Arrange every line of the listing below as a JSON list of strings, one string per line. Skip blank lines and leave the pictures out.

### Stored rows
## BEGIN

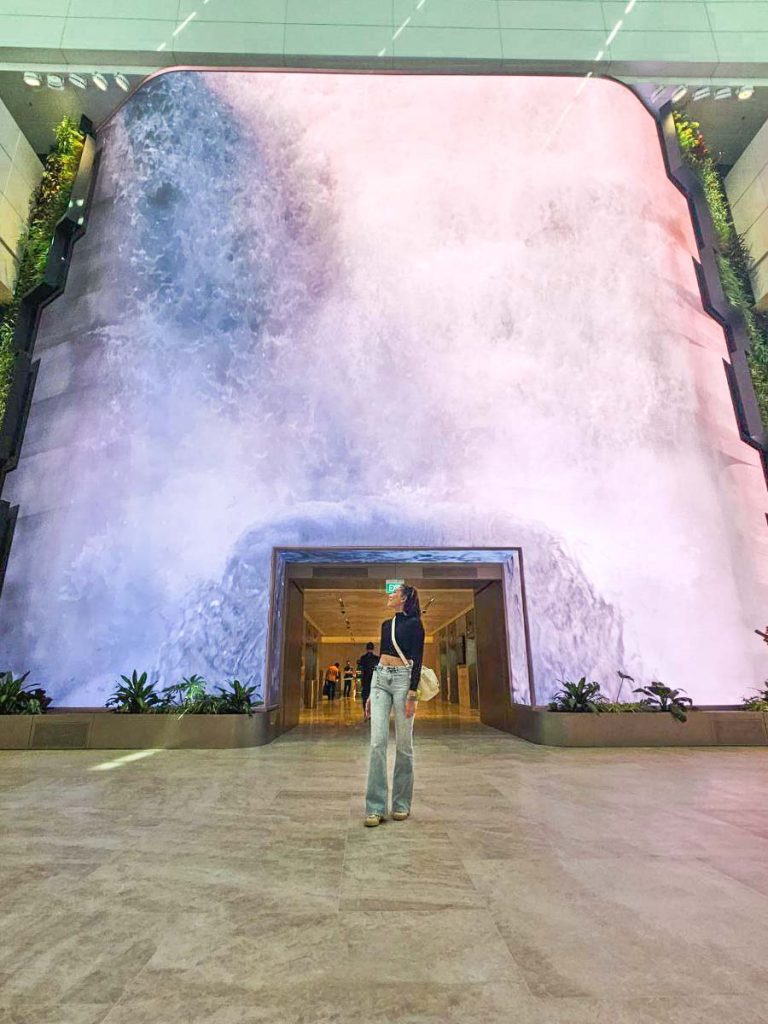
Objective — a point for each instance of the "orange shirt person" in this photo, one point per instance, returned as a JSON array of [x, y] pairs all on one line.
[[333, 673]]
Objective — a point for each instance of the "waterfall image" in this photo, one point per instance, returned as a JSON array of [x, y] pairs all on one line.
[[316, 309]]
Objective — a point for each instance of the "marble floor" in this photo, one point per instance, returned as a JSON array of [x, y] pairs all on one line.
[[531, 885]]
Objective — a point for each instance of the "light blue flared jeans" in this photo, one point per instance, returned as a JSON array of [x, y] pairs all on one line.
[[388, 690]]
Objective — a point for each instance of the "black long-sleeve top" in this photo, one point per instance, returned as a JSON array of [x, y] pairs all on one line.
[[409, 633]]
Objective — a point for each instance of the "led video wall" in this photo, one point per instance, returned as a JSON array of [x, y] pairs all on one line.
[[367, 310]]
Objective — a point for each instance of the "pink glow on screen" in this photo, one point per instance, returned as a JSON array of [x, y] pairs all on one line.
[[489, 334]]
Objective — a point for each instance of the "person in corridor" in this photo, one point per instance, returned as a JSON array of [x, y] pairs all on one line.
[[367, 664], [348, 678], [333, 673], [394, 686]]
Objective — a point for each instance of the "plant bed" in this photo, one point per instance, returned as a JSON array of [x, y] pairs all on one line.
[[98, 729], [705, 727]]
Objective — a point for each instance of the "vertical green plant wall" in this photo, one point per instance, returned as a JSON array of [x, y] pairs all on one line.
[[734, 261], [48, 204]]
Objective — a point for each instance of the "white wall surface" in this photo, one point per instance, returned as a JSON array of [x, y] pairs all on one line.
[[748, 192], [19, 172]]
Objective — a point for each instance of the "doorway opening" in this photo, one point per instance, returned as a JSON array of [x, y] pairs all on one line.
[[329, 603]]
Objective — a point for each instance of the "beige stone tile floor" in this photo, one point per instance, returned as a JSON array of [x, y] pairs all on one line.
[[530, 885]]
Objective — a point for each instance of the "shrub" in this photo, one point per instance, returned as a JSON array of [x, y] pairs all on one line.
[[656, 696], [734, 260], [47, 206], [15, 698], [580, 697]]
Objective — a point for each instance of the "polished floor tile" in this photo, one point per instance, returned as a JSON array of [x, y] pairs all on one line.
[[530, 885]]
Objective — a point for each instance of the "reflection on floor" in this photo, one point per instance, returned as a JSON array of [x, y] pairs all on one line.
[[336, 717], [530, 886]]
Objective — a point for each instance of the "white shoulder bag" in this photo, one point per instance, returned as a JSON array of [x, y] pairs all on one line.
[[428, 685]]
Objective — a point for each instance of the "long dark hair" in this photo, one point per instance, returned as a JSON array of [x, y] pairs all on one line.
[[412, 605]]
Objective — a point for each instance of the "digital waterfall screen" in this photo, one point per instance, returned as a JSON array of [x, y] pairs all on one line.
[[332, 310]]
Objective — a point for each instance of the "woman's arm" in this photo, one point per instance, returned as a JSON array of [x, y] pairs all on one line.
[[417, 653]]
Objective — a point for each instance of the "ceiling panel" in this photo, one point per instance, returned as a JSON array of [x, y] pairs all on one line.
[[365, 610]]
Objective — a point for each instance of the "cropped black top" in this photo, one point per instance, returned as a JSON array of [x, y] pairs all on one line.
[[409, 633]]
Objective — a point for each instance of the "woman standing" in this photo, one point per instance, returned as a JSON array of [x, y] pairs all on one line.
[[394, 686]]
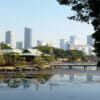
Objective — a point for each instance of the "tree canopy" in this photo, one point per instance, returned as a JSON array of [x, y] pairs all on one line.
[[86, 11]]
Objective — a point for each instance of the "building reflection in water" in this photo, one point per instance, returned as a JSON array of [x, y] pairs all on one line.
[[51, 80]]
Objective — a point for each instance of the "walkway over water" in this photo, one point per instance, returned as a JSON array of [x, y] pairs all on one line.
[[74, 64]]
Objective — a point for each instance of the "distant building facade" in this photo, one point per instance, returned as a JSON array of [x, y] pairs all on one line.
[[90, 40], [9, 39], [19, 44], [42, 43], [64, 44], [28, 38], [73, 40]]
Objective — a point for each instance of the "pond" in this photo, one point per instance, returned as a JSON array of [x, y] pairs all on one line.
[[56, 84]]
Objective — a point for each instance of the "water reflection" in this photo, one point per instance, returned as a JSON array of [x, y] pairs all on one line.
[[58, 84]]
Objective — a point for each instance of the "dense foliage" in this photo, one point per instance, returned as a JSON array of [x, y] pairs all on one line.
[[4, 46]]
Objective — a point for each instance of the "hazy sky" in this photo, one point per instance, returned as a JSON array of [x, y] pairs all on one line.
[[47, 19]]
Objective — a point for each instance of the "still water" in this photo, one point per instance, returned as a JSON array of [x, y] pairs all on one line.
[[57, 84]]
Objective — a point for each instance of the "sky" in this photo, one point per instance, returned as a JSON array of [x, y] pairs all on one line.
[[47, 19]]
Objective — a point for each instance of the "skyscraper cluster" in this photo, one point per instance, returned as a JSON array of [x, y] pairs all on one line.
[[73, 44], [9, 39], [42, 43]]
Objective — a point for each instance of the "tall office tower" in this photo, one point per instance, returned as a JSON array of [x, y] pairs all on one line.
[[28, 38], [90, 40], [64, 44], [73, 40], [39, 42], [10, 38], [19, 44]]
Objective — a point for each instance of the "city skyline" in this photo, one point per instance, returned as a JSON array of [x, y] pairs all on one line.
[[47, 19]]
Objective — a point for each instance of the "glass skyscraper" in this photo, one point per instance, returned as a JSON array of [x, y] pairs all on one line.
[[28, 38]]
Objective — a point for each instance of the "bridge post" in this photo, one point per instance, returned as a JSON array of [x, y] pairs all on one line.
[[98, 68], [70, 67], [85, 68]]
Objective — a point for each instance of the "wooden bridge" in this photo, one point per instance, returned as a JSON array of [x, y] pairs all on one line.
[[73, 64]]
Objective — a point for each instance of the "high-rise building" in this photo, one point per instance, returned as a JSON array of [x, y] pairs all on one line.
[[39, 42], [9, 39], [73, 40], [90, 40], [28, 38], [19, 44], [64, 44]]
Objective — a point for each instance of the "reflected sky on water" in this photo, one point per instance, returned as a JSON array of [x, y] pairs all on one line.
[[59, 84]]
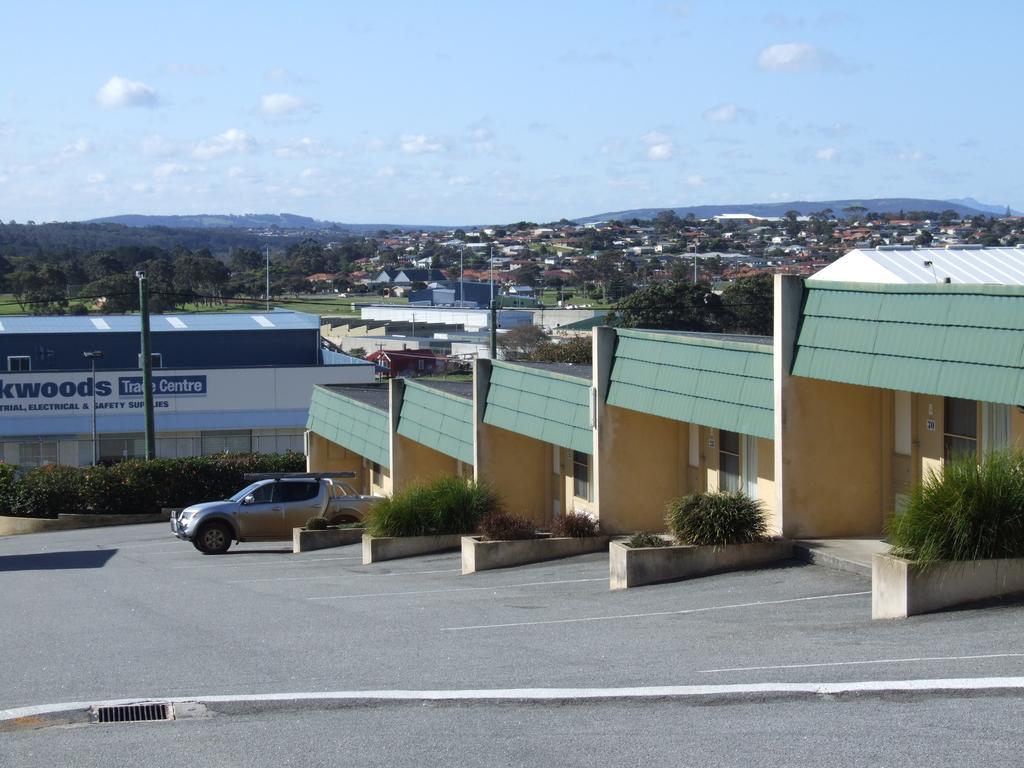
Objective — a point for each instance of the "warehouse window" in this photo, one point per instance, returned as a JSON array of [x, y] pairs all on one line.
[[582, 476], [38, 454], [238, 441]]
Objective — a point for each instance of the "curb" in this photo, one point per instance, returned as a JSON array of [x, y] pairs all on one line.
[[44, 716]]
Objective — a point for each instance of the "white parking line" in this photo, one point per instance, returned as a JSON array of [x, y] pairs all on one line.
[[550, 694], [909, 659], [655, 613], [458, 589], [256, 563]]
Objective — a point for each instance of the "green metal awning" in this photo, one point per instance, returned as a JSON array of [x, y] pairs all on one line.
[[438, 420], [542, 404], [951, 340], [715, 382], [352, 424]]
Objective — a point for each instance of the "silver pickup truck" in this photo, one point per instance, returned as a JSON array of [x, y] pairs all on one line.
[[269, 508]]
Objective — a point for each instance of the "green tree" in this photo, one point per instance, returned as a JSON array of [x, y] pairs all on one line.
[[749, 305], [520, 342], [671, 305]]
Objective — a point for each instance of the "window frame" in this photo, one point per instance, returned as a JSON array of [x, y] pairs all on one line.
[[583, 480]]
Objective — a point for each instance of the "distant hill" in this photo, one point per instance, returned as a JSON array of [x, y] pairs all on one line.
[[803, 207], [251, 221], [985, 207]]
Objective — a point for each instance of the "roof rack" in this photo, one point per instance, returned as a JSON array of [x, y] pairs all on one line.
[[295, 475]]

## END

### Response below
[
  "Objective — a point for each instance of the \"orange shirt person\" in this photo, one point per instance, returned as a JSON array of [x, y] pairs all on one line.",
  "[[333, 673]]",
  "Objective — a point for each instance of the \"waterfall image\" in this photo, one point per instance, returned as a JSON array of [x, y] pairs all on one line.",
  "[[316, 309]]",
  "Objective — a point for each instance of the \"marble floor\" in this photo, one point per instance, returned as a JSON array of [x, y] pairs all on one line.",
  "[[531, 885]]",
  "Objective — a point for each instance of the \"light blue flared jeans\" in this photo, one point per instance, returned as a JSON array of [x, y] pairs all on one line.",
  "[[388, 690]]",
  "Objective — a point for each instance of the \"black long-sleeve top\" in this photo, one point per instance, returned as a JSON array of [x, y] pairs all on one line.",
  "[[409, 633]]",
  "Objective — a point for each instance of the \"led video wall\" in this photo, one point per instance, returned as a JSON array of [x, y] pairs all on one line.",
  "[[367, 310]]",
  "Objective — a point for each instance of the \"pink glow on screen\" in this photo, one point per instance, returned as a JSON array of [x, y] pairs all on one line.",
  "[[489, 334]]",
  "Objective — a point for each instance of the \"person in corridor\" in this photo, one point per instance, returned as a JSON array of [x, y] pairs all on one line.",
  "[[367, 664], [348, 678], [333, 673], [394, 686]]",
  "Objective — a point for each instance of the \"plant bed\" in this photo, one point per instance, returned as a JSON array of [x, y] pairs all on one line.",
  "[[98, 729], [705, 727]]",
  "Objective — a point for each instance of the \"vertical green plant wall\" in this photo, one point per instance, returned as a JSON array of [x, y] pairs all on one line.",
  "[[734, 261], [48, 204]]",
  "Objective — a point for each instance of the \"white wall surface\" in this photo, one point per instance, returned as a JSON array of [x, y] pairs all on one line.",
  "[[748, 192], [19, 172]]",
  "Objective — a point for each instance of the \"doorway opening\" in this photo, one point per instance, returned as a JSON array of [x, y] pairs all on one line.",
  "[[329, 603]]",
  "Objective — a point for each instance of the \"beige stone tile floor\" in this photo, one point per instance, returned as a JSON array of [x, y] pairs all on one line.",
  "[[530, 885]]",
  "Objective — a point for each instance of the \"shrub\" in this photo, one point per instance, returned as a JSON array of [x, y] pairs all on one line.",
  "[[656, 696], [734, 260], [47, 206], [15, 698], [580, 697]]",
  "Objective — a point for each instance of the \"polished floor tile\" in this photo, one point per instance, returned as a JSON array of [x, y] pairs all on one line.",
  "[[530, 885]]",
  "Objective — a point for each instance of the \"reflection on floor\" in this photo, one point per instance, returned as a JSON array of [x, y] pairs all on one line.",
  "[[336, 717], [530, 886]]",
  "Objective — a point for each instance of the \"white shoulder bag\" in this photo, one point per instance, returned as a JSON array of [x, y] pairs all on one line.",
  "[[428, 685]]",
  "Objective — a point for each instance of the \"long dark hair\" in this photo, one point per instance, returned as a JSON array of [x, y] pairs all on one line.",
  "[[412, 605]]",
  "Objective — a point for each instance of the \"digital waterfall screen\" in this photo, one point per instance, returned as a JSON array of [x, y] pairs all on one line.",
  "[[332, 310]]",
  "Objective — a point for each instance of the \"woman's arm\" in this photo, one point per instance, returned as a JSON array of [x, y] pairs all on one line.",
  "[[417, 653]]",
  "Objective — a point for each instance of the \"ceiling panel\" in this photo, one point per instance, returned as a JSON array of [x, y] pairs all on one line.",
  "[[365, 610]]",
  "Objective — a point for each instance of the \"cropped black top\" in this photo, one point per instance, returned as a JSON array of [x, y] pairs all on one line.",
  "[[409, 633]]",
  "Objective — a point for each instance of the \"woman standing\" in this photo, one point per instance, returned as a JSON array of [x, y] pairs all on one line.",
  "[[394, 686]]",
  "Objective — a point for each instance of the \"tree canopy\" in this photo, one point per instance, returned as a JSON array of [x, y] pairs all on one line.",
  "[[86, 11]]",
  "Objective — a point for each instance of the \"building reflection in water\" in this photo, one point per instance, returned as a JSON array of [x, y] pairs all on one line.",
  "[[51, 80]]",
  "Objective — a point for each instance of the \"walkway over water\" in this photo, one point per instance, returned as a JSON array of [x, y] pairs all on one line.",
  "[[74, 64]]",
  "Objective — a point for each instance of the \"distant building facade\" in this photo, one point per instance, returned as a JSON array of [x, y] pairs all on one line.",
  "[[90, 40], [9, 39], [19, 44], [42, 43], [64, 44], [28, 38], [73, 40]]",
  "Objective — a point for each instance of the \"pond\" in this photo, one point per instance, returned as a JSON array of [x, y] pairs all on one line.",
  "[[56, 84]]",
  "Objective — a point for each instance of the \"water reflection\" in this photo, one point per instance, returned as a JSON array of [x, y] pairs all on one line.",
  "[[58, 84]]",
  "Objective — a point for each instance of the \"dense foliage\" in this photo, one point per instance, returned as a JSON array of [x, y] pairs all on one line.",
  "[[4, 46]]",
  "Objective — a point for each instance of the \"hazy sky\" in this photo, one point per instance, returned as a JSON array of [x, y] pairs all on one line.",
  "[[47, 19]]",
  "Objective — a point for each instance of the \"still water\" in this photo, one point per instance, returned as a JSON array of [x, y] pairs all on one line.",
  "[[57, 84]]",
  "Objective — a point for each instance of the \"sky\" in this photo, one point per instance, returned as a JSON array of [x, y] pairs all on one line.",
  "[[47, 19]]",
  "Objective — a point for each instance of the \"skyscraper cluster\" in this photo, one point per instance, returned as a JSON array of [x, y] pairs all on one line.",
  "[[73, 44], [9, 39], [42, 43]]",
  "Objective — a point for each instance of the \"tall office tower\" in this photo, one point per instance, returned as a JSON array of [x, y] pairs all on one line.",
  "[[28, 38], [90, 40], [64, 44], [73, 40], [39, 42], [10, 38], [19, 44]]",
  "Objective — a point for each instance of the \"city skyline\" in this photo, one point per instance, returned as a JSON array of [x, y] pairs all on one line.",
  "[[47, 19]]",
  "Objective — a point for each instance of the \"glass skyscraper\" in this photo, one point per instance, returned as a JSON array of [x, y] pairs all on one line.",
  "[[28, 38]]",
  "Objective — a point for each instance of the \"bridge post\" in this photo, one point per instance, returned as a JSON array of [x, y] pairs all on one line.",
  "[[98, 68], [70, 67], [85, 68]]",
  "Objective — a point for each instance of the \"wooden bridge\" in this photo, one point per instance, returned as a JSON array of [x, y] pairs all on one line.",
  "[[73, 64]]",
  "Objective — a point for each instance of the \"high-rise building\" in this photo, one point per instance, returned as a JSON array of [x, y] pairs all on one line.",
  "[[39, 42], [9, 39], [73, 40], [90, 40], [28, 38], [19, 44], [64, 44]]",
  "Objective — a point for each instance of the \"reflected sky on water\" in this photo, one point per instance, returned as a JSON array of [x, y] pairs all on one line.",
  "[[59, 84]]",
  "Objective — a point for each instance of the \"warehouse window\" in this photo, one point per instance, returned as a JSON array of [x, y] pairs all on one line.",
  "[[582, 476], [38, 454], [238, 441]]",
  "Objective — a point for each instance of the \"curb\" in this photo, one point per instance, returned as a JSON array of [x, y] pairs all on one line.",
  "[[44, 716]]",
  "Objective — a point for each instance of the \"white parking line\" in this photo, one point per instance, returned as a JSON array of [x, y] pairs all on one line.",
  "[[550, 694], [909, 659], [655, 613], [458, 589], [256, 563]]",
  "Objective — a point for each instance of the \"green metal awning\" in this photo, one point per instance, returned as a JSON array of [x, y] pairs all on one line.",
  "[[438, 420], [542, 404], [951, 340], [715, 382], [352, 424]]",
  "Objective — a point for each instance of the \"silver pickup truck\" in this photo, one point per instance, returned as a JSON array of [x, y] pairs all on one line.",
  "[[269, 508]]",
  "Objective — a point for each instance of the \"green tree\" in this photo, one point per instance, returned as a JSON array of [x, y] pairs all on one line.",
  "[[749, 305], [520, 342], [671, 305]]",
  "Objective — a point for each instance of the \"window frame\" in this photo, one point per instance, returned as a JSON array of [x, y] pairs all on one line.",
  "[[583, 480]]",
  "Objective — a point for each instance of the \"distant hill\" in this photo, one point per instance, returned as a JSON array of [x, y] pairs all on one line.",
  "[[803, 207], [251, 221], [985, 207]]",
  "Objective — a point for each instance of the \"roof rack\" in this photo, one point per instance, returned as a JSON array of [x, y] pairs all on one line.",
  "[[295, 475]]"
]